▶ [Your goal] Rewrite the lines below, starting at the line that contains "Mark each instance of the floral" and ending at the last line, with every line kept in place. Raise by 56 each x and y coordinate in the answers listed after each "Target" line, and leave the sample coordinates as they are.

● ● ● ●

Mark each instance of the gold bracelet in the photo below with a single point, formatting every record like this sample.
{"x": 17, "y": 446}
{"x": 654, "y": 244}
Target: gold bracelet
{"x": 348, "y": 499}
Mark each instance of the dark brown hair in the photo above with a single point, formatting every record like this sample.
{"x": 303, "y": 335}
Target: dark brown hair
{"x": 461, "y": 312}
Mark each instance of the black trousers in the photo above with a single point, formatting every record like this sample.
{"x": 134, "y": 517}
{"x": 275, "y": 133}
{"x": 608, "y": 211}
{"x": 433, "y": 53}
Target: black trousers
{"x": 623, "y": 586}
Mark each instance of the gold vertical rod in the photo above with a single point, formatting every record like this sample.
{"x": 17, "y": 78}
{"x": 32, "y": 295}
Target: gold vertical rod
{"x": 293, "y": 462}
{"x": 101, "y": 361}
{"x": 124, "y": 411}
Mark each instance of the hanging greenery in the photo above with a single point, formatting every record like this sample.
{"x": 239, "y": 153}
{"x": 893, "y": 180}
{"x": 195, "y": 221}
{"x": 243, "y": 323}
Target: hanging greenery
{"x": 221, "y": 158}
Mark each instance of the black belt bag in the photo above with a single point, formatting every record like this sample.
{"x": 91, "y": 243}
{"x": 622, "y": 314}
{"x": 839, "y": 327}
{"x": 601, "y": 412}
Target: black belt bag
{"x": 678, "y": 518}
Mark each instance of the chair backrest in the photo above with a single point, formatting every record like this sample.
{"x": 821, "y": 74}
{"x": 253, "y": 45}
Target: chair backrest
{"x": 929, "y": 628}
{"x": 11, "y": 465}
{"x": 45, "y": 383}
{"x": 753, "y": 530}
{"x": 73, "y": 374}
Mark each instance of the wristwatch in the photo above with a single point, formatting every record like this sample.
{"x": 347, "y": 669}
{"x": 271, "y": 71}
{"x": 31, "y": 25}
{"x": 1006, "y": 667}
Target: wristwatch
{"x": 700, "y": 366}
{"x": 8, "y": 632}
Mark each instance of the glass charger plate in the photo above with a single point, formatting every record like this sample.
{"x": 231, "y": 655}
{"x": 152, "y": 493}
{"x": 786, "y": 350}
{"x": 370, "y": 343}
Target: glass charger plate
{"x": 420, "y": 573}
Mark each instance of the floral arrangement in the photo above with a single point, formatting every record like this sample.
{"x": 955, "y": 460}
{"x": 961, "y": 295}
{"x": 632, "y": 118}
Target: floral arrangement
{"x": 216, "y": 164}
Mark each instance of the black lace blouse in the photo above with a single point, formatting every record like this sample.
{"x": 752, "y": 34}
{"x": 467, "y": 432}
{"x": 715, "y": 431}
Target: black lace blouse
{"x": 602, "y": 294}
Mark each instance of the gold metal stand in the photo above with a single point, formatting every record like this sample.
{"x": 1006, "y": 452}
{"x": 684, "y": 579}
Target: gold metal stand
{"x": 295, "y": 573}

● ● ● ●

▶ [Result]
Mark each instance of the floral arrangement in the photo above with a single point, formatting every record like this sample.
{"x": 955, "y": 460}
{"x": 961, "y": 295}
{"x": 632, "y": 118}
Target: floral arrangement
{"x": 272, "y": 220}
Mark each instance of the black lace blouse in the photo above with a single point, formatting every record like this sample.
{"x": 752, "y": 34}
{"x": 467, "y": 432}
{"x": 715, "y": 431}
Target: black lace blouse
{"x": 658, "y": 350}
Mark each instance of the gold metal stand in the photo above with a single point, formatting every record like this sample.
{"x": 1006, "y": 452}
{"x": 684, "y": 579}
Target: gold metal stand
{"x": 351, "y": 629}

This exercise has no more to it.